Reproduce all the items that follow, substituting "Place one point" for "Put a single dot" wherever it occurs and changing nothing else.

# # # #

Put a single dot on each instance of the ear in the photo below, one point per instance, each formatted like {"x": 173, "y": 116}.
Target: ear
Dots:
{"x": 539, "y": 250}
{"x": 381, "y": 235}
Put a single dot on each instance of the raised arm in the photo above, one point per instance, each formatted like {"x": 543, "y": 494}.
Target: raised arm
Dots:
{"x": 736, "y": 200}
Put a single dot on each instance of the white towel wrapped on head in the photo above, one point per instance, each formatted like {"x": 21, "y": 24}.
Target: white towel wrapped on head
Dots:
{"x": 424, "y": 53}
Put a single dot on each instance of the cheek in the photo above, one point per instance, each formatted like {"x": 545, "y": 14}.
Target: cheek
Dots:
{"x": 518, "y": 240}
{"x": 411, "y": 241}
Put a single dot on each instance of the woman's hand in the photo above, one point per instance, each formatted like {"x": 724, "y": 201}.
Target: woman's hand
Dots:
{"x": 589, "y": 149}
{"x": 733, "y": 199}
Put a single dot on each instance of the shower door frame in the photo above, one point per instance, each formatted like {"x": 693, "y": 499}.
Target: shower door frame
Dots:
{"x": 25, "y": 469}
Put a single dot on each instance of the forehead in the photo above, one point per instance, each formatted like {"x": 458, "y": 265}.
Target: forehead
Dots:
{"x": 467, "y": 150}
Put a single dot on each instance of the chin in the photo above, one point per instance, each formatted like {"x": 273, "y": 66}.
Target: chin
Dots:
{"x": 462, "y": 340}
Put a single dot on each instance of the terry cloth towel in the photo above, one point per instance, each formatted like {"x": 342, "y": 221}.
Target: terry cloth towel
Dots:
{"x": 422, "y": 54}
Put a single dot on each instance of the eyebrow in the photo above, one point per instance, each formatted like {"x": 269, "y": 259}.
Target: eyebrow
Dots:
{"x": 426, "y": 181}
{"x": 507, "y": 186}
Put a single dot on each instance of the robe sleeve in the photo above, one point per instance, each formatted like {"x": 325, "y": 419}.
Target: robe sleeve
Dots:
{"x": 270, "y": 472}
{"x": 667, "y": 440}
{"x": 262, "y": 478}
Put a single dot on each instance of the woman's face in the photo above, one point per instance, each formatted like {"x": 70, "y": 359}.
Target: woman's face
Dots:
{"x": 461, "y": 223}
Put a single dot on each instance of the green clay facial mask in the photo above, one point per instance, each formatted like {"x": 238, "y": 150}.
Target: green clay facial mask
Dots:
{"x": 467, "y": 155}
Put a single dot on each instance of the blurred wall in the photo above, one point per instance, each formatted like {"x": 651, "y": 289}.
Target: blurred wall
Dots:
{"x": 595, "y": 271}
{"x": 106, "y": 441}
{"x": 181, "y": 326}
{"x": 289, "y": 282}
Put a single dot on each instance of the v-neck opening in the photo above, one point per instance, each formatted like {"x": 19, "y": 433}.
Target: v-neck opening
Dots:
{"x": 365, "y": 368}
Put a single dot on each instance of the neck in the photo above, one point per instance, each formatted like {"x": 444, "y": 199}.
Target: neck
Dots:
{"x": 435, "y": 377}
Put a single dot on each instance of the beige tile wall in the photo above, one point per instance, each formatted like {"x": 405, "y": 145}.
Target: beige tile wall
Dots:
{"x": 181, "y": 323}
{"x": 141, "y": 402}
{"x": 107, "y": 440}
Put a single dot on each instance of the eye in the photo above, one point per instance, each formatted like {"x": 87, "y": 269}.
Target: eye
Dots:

# # # #

Written reply
Place one point on each instance of the ear in the photo below, one point per instance, each formatted like {"x": 173, "y": 116}.
Target: ear
Dots:
{"x": 539, "y": 250}
{"x": 381, "y": 235}
Place one point on each instance of the raised arm in the photo above, one point per instance, each formatted like {"x": 543, "y": 494}.
Target: raised arm
Dots:
{"x": 736, "y": 200}
Place one point on each instance of the white towel wrapped on head in the photo above, one point per instance, each formatted like {"x": 21, "y": 24}.
Target: white towel wrapped on head
Dots:
{"x": 424, "y": 53}
Place one point on each instance of the cheek in the photo above, one point per instance, each formatted like {"x": 545, "y": 14}.
Target: cheek
Dots:
{"x": 518, "y": 240}
{"x": 411, "y": 241}
Place one point on each instance of the woman's hand in the photo above, one point per instance, each formatted like {"x": 724, "y": 201}.
Target: woman's hand
Dots:
{"x": 589, "y": 149}
{"x": 733, "y": 199}
Place one point on each instance of the shower door frame in the photo above, one point per instance, each formatted like {"x": 693, "y": 499}.
Target: shower door frame
Dots:
{"x": 25, "y": 469}
Place one point on each instance of the forehead in the photo above, one point per instance, each formatted like {"x": 458, "y": 265}.
Target: forehead
Dots:
{"x": 467, "y": 150}
Place one point on each instance of the chin in the photo above, one point per instance, each formatted like {"x": 273, "y": 66}.
Target: chin
Dots:
{"x": 462, "y": 340}
Place one point on each instance of the terry cloth towel in the photo above, one point per instance, each formatted like {"x": 342, "y": 221}.
Target: terry cloth towel
Dots:
{"x": 422, "y": 54}
Place one point on each instance of the eyebrow in the photo above, one point per instance, each formatted like {"x": 269, "y": 259}.
Target: eyebrow
Dots:
{"x": 426, "y": 181}
{"x": 507, "y": 186}
Place one point on each instance of the robe sleeve in the photo above, one point per instance, each formatted like {"x": 325, "y": 419}.
Target: robe sleeve
Dots:
{"x": 270, "y": 472}
{"x": 667, "y": 440}
{"x": 262, "y": 478}
Place one point on each instance of the woman's face in the photo above, one point per instance, each formatted like {"x": 70, "y": 359}.
Target: woman's face
Dots:
{"x": 461, "y": 223}
Place one point on each instance of the green clay facial mask in the photo above, one point per instance, each formatted like {"x": 238, "y": 150}.
Target: green clay facial mask
Dots:
{"x": 467, "y": 155}
Place one point on each instance of the blurred wall in the photo above, one point per instance, each formatted like {"x": 651, "y": 289}.
Target: blurred wall
Dots:
{"x": 595, "y": 271}
{"x": 106, "y": 441}
{"x": 181, "y": 326}
{"x": 289, "y": 282}
Place one point on each instance of the v-neck opening in the photo above, one point per instance, each formatted like {"x": 19, "y": 433}.
Target: v-neck opening
Dots:
{"x": 365, "y": 368}
Place one point on each instance of the neck in the photo above, one point per instance, each formatted like {"x": 444, "y": 199}.
Target: neck
Dots:
{"x": 435, "y": 377}
Place one point on each instance of the beige tile wall in the photo above, one point per instance, each formatted like {"x": 405, "y": 145}.
Target: beige tile wall
Dots:
{"x": 181, "y": 323}
{"x": 141, "y": 402}
{"x": 107, "y": 440}
Place one point on each instance of the eye in the photo above, one point per instance, each formatted like {"x": 87, "y": 269}.
Target: eye
Dots:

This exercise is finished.